Given data:
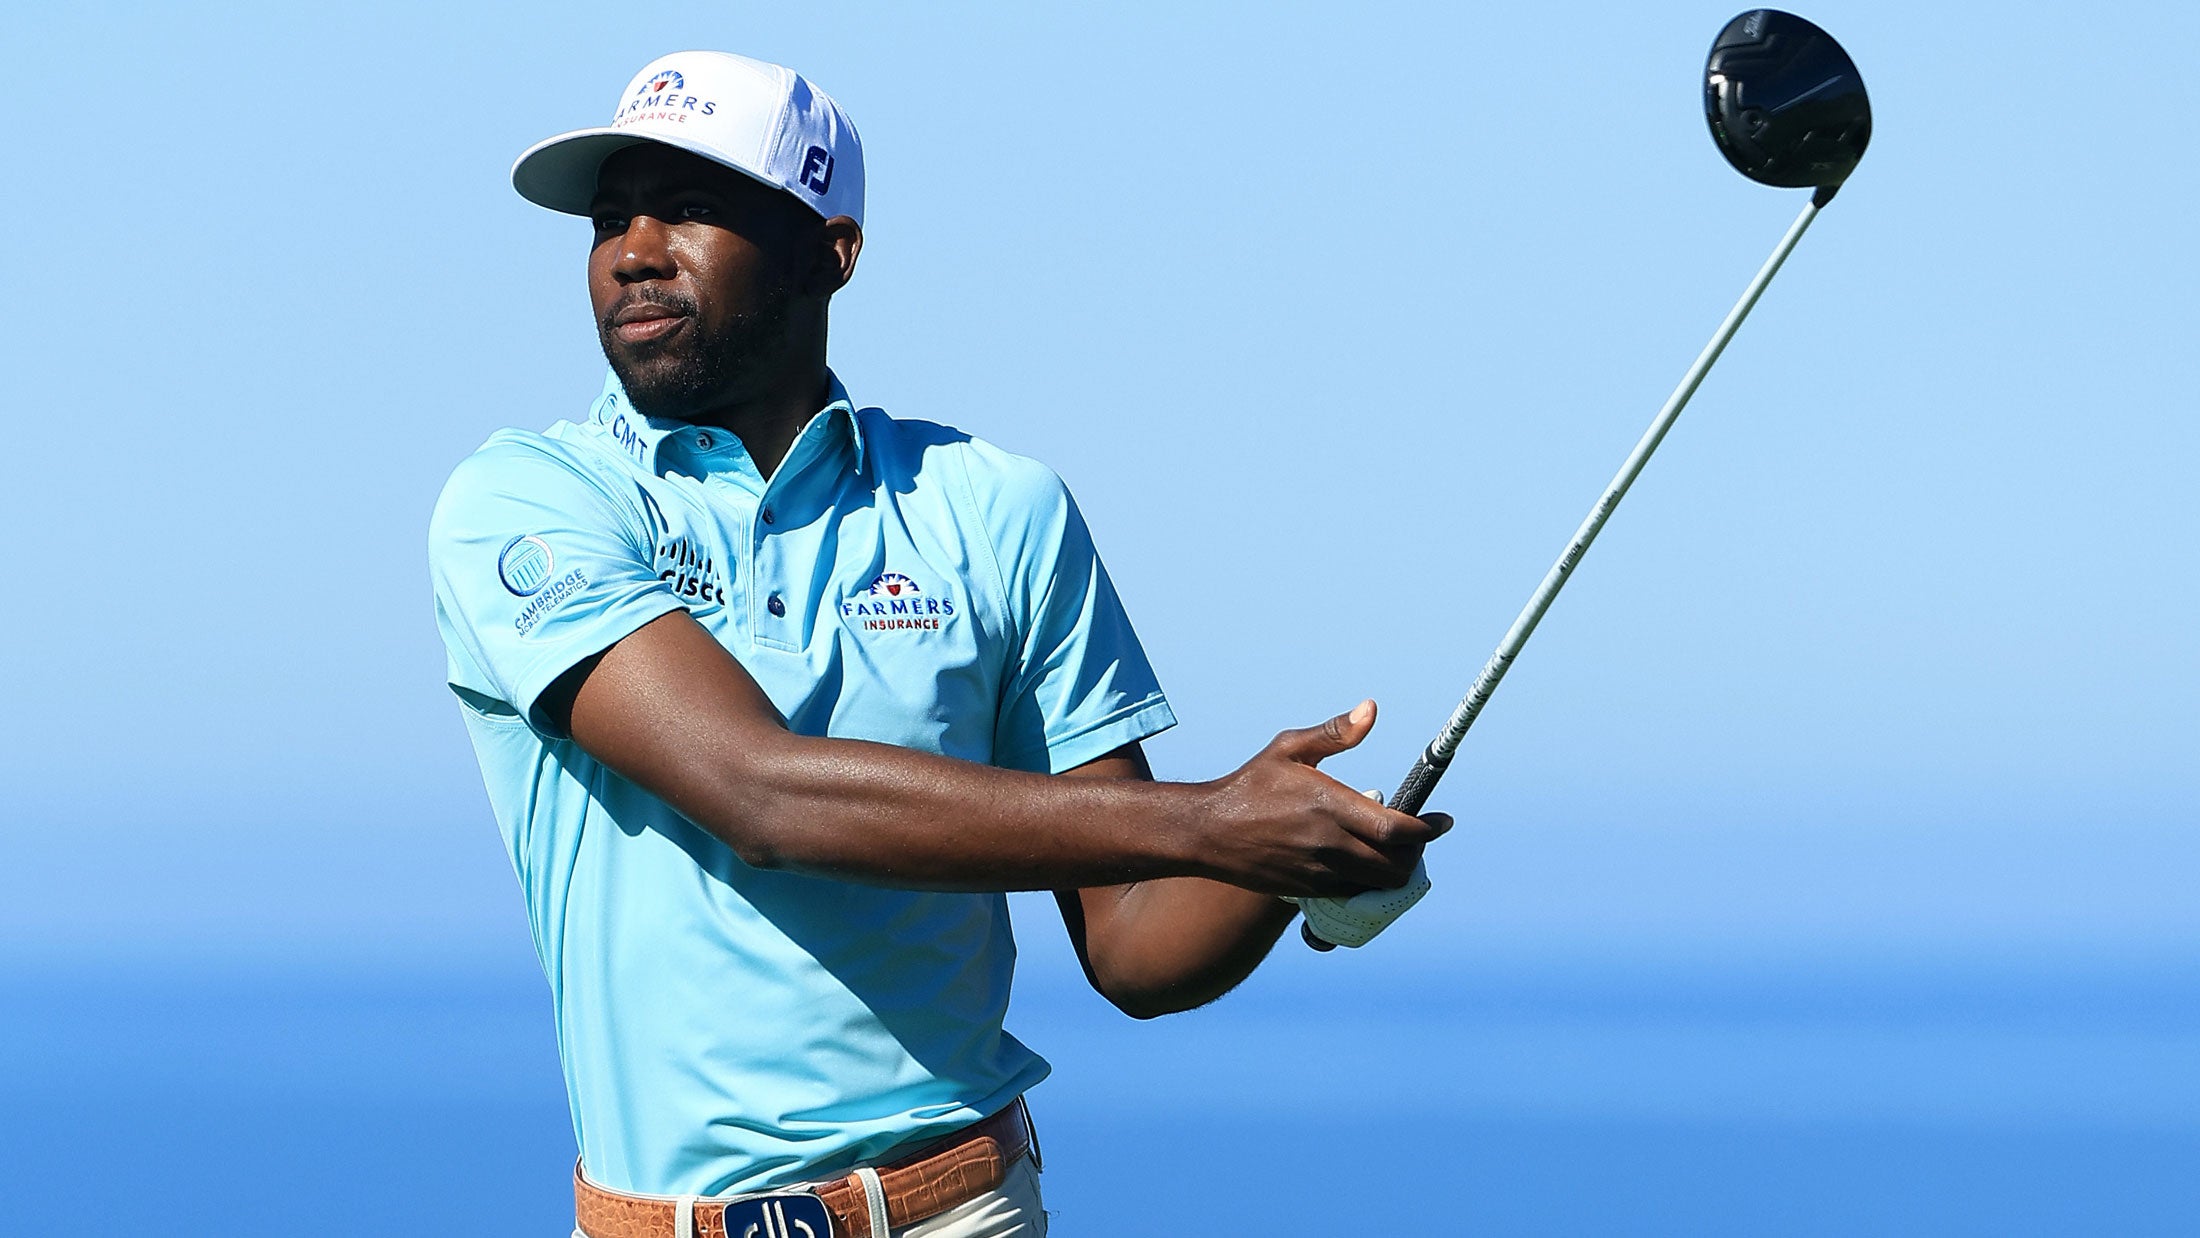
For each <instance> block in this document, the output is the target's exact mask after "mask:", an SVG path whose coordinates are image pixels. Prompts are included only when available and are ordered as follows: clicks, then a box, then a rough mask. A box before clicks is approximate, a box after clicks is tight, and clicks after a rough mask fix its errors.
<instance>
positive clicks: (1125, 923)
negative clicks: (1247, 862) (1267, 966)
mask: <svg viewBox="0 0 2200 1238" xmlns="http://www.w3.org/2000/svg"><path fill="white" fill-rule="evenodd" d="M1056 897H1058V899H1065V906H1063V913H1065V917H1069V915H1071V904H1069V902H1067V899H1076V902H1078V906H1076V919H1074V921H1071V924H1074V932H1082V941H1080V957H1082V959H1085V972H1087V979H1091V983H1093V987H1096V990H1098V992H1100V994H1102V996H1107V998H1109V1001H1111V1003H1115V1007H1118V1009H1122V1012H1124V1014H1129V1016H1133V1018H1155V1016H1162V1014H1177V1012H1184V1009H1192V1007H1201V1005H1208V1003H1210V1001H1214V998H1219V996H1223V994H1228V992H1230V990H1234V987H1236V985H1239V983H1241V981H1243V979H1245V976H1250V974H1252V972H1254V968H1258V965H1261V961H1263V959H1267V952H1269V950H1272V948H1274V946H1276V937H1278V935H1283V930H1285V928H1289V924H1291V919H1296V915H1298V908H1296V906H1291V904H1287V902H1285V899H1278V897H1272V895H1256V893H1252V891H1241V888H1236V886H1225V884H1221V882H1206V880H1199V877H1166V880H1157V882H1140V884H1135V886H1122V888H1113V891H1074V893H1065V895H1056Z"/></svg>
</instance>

Prompt: Can you give the listing above, from its first line through the line containing "negative clicks: (1247, 862) (1267, 966)" (both included), as a JSON list of strings, one string per line, with blank lines and the pictures left out and nothing else added?

Result for this task:
[
  "For each <instance> block in this document, the output is the target's exact mask after \"mask:\", an SVG path whose coordinates are image pixels. Prompts are included only when available and are ordered as follows: clicks, then a box, then a rough mask. A box before clicks is approximate, a box after clicks is tight, and clicks after a rough mask fix its errors.",
  "<instance>",
  "positive clicks: (1125, 923)",
  "negative clicks: (1247, 862) (1267, 966)"
]